- **Page extract**
Sightline has provided detailed reports for every state with recommendations to prepare for a surge in mail-in ballots this November and beyond. While some states made significant strides to their voting systems to make mail-in ballots more accessible for the general election, others have resisted changes.
Many more voters are choosing to vote absentee this year to avoid risk of COVID-19, but election officials have not received sufficient funds to accommodate the new needs of voting in a pandemic. So we can expect some local clerks to struggle with counting ballots. Counting every vote is especially important in battleground states, where a small number of votes could swing an entire group of Electoral votes to one candidate—and even determine an election.
There are two main sticking points that could lead to legitimate absentee votes not getting counted. First, voters may not have a chance to fix problems with their signature. And second, their votes may not count if the elections office received their ballot after Election Day, even if they submitted it on time.
Maine, Nebraska, New Hampshire and Pennsylvania don’t require notice to voters if ballots are rejected
Most states require voters to sign their absentee ballot return envelope and check their signature against another one on file to verify the voters’ identity. If the signature doesn’t match, or the voter signs in the wrong place, officials reject the ballot. Some states give voters a chance to fix the problem. The majority of states don’t. They reject the ballot and don’t notify the voter, so the voter thinks their vote was counted but it wasn’t.
Maine, which received a D- grade for its vote-by-mail infrastructure, doesn’t have any law in place that requires voters to be notified when there’s a problem with their signature on the ballot. Maine officials advised local clerks to make a “good faith effort” to contact voters of signature problems as quickly as possible if their ballots are received by Election Day, but fell short of requiring clerks to contact voters. North Carolina officials in September also announced a change in its curing process that makes it easier for voters to correct mistakes with their ballots. But the Trump campaign is currently challenging it in court.
Several other battleground states usually do not notify voters of problems with their ballot: Kentucky (F), Nebraska (B-), New Hampshire (F), New Mexico (B), North Carolina (F), Pennsylvania (C-), and Virginia (D). Five of those, Kentucky, North Carolina, Pennsylvania, New Mexico, and Virginia, made some exceptions only for this November election. New Mexico and Virginia lawmakers passed temporary laws that require clerks to notify voters that their mail-in ballots were rejected and allow voters to cure missing or mismatched signatures before Election Day. Pennsylvania’s Department of State announced a new curing process in September that settled a lawsuit with the League of Women Voters, but its efforts became fruitless when the state Supreme Court court ruled that mail-in ballots are automatically void if they exclude a second “secrecy” envelope—known as a “naked ballot.” The rule confused enough voters during the 2019 general election to have election officials reject about 6 percent of mail-in ballots.
States still risk disenfranchising a mass number of voters even with these changes. If half of voters cast mail-in ballots in the four battleground states that don’t guarantee a curing process—assuming a similar turnout as the 2016 election—and each of those states rejects ballots for signature problems at the same rate that they did in 2018, a total of more than half a million votes across Pennsylvania, Maine, New Hampshire, and Nebraska would not be counted. That could be enough to decide the outcome in a close election.

- **Exercise set**
A. Can you quote the mail-in ballot passage, starting at "There are two" and ending at "it on time."?
B. Will you extend the mail-in ballot passage from the point where it stops?
The entries come from a different source than the mail-in ballot passage.

- **Data extract**

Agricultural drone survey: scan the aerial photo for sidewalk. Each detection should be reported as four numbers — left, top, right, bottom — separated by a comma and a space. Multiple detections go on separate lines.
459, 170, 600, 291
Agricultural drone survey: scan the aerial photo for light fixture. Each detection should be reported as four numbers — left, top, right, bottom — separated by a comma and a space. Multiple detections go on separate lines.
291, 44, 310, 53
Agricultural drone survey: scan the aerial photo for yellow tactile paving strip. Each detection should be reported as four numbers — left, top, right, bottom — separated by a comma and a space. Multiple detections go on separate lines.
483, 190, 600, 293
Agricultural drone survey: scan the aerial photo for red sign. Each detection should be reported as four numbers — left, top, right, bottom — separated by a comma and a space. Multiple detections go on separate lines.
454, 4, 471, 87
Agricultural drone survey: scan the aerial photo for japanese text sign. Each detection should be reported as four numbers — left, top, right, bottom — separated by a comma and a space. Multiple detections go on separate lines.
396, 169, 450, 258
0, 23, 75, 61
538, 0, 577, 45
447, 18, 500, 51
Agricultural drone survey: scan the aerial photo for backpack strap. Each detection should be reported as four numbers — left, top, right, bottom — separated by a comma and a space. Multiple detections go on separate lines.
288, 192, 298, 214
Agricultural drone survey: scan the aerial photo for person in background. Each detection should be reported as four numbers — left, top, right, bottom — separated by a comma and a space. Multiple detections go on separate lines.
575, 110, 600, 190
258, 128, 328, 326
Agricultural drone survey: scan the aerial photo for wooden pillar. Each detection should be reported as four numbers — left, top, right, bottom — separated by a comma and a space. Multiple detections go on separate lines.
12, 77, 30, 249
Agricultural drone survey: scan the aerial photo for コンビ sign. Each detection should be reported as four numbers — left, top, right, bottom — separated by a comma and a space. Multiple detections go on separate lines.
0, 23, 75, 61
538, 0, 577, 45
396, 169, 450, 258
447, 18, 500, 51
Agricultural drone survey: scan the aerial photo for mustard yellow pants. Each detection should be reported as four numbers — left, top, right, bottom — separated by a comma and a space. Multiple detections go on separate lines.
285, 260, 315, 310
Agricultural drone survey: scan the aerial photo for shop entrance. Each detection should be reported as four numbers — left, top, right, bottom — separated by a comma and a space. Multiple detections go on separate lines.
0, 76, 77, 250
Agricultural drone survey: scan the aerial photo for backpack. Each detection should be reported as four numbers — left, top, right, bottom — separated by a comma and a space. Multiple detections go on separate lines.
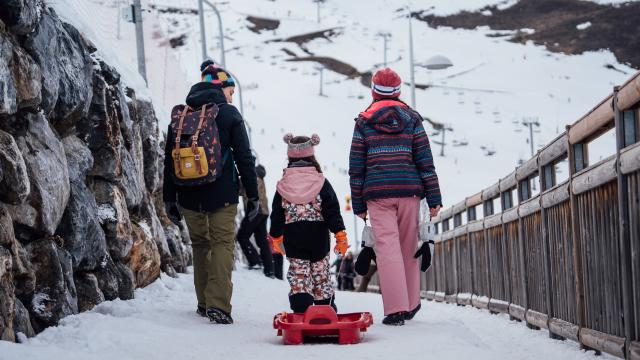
167, 104, 224, 186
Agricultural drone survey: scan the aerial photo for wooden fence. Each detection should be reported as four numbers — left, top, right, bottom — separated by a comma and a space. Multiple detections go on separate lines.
364, 73, 640, 360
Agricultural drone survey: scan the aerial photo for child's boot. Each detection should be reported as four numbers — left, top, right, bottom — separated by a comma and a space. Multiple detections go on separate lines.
289, 293, 313, 313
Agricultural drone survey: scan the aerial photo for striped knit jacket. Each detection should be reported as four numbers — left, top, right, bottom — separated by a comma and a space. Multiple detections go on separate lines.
349, 100, 442, 214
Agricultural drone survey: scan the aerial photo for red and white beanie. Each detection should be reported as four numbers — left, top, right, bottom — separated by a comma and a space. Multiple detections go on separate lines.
371, 68, 402, 100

- **Results for each task**
A.
There are two main sticking points that could lead to legitimate absentee votes not getting counted. First, voters may not have a chance to fix problems with their signature. And second, their votes may not count if the elections office received their ballot after Election Day, even if they submitted it on time.

B.
Arizona, Georgia, and Minnesota don’t provide time after Election Day to cure signatures
Arizona, which received a B grade, already implements many of Sightline’s recommendations for safe and secure vote-by-mail infrastructure. Georgia, another state with a B grade, stood out among non-Western states in its vote-by-mail access. And Minnesota, which got a C- grade, made major strides to make absentee ballots accessible statewide. Most notably, Minnesota eliminated its requirement for voters to get a witness for ballot signatures.
But these battleground states could still do more to make sure every vote counts. All three fail to provide voters with enough time to cure problems with signatures on the ballot, leaving the risk of disenfranchisement for many qualified voters.
A signature problem could happen for a variety of reasons. Maybe the voter forgot to sign the envelope. Maybe they signed in the wrong place or accidentally switched envelopes with their spouse, or maybe their signature simply changed over time. States with the best practices—such as Oregon, Washington, and Colorado—give voters between 8 and 21 days after Election Day to correct their signatures so their votes can still be counted.
This recommendation makes it on the list of top priorities for almost all battleground states, with the exception of Nevada (A-) and Ohio (C+). But in Arizona, Georgia and Minnesota, states with strong vote-by-mail systems, the signature curing process would be the first priority for them to ramp up their commitment to counting every vote.
Florida, Michigan, Ohio, Maine, Montana, Nebraska, New Hampshire, and New Mexico don’t count ballots postmarked by Election Day and received within a certain number of days
Delays in the US Postal Service could mean that votes that were in the mail before Election Day don’t arrive until after. To ensure that legitimate votes are counted, many states have a policy of accepting ballots postmarked by Election Day and received within some number of days. But eight battleground states don’t count any votes received after Election Day, risking disenfranchising some voters.
Florida ranks better than many of its southern counterparts, having earned a B- grade for its vote-by-mail infrastructure. But unlike other states that have made last-minute adjustments on their postmark rule, Florida will still not accept any ballots received after Election Day. That puts tens of thousands of votes at risk of not getting counted if there is high turnout and a similar proportion of voters cast mail-in ballots as in the 2020 primary.
In Florida, not accepting postmarked ballots could cause many voters to be disenfranchised.
To give more voters the option to submit their ballot by Election Day and be sure it will be counted, regardless of the speed of the US Postal Service, Sightline recommends that states provide ballot drop boxes. Voters can deliver their ballot to a secure box, and as long as they got it in by the time polls close, it will be counted.
Fortunately, battleground states Michigan and Wisconsin have added drop boxes this year.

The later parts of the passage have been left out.